▶ What is required
Whenever "integer" appears in a line of the entries below, that line counts; give the total only.

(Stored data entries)
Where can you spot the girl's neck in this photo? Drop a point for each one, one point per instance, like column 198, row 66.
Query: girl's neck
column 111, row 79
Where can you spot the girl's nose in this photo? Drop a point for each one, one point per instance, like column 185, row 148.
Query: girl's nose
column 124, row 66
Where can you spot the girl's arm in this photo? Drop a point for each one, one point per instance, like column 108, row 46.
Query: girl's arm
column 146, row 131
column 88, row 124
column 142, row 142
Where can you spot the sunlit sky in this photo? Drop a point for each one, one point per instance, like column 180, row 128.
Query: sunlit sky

* * *

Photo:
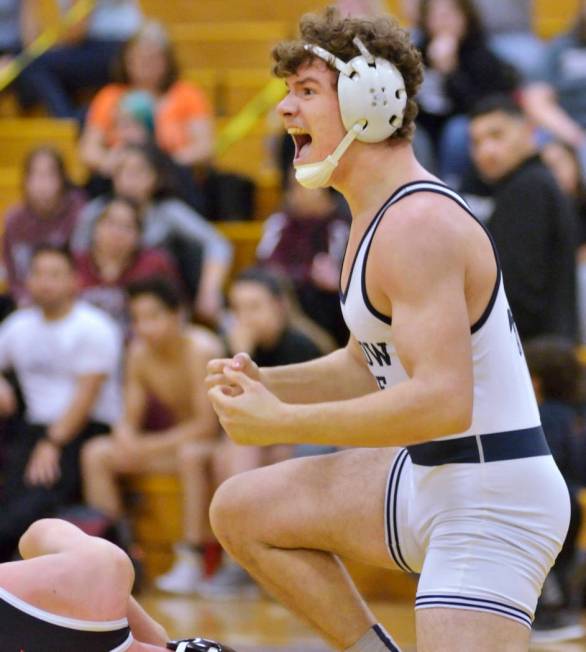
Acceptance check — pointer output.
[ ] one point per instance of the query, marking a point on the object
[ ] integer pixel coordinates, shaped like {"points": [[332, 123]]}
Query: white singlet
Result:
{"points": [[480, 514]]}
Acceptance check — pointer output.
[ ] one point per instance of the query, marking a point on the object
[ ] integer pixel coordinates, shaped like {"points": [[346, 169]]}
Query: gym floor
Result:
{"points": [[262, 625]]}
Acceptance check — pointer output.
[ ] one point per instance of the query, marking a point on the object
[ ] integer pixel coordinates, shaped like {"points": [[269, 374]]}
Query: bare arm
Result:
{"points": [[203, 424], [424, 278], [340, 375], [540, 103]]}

▶ Task solution
3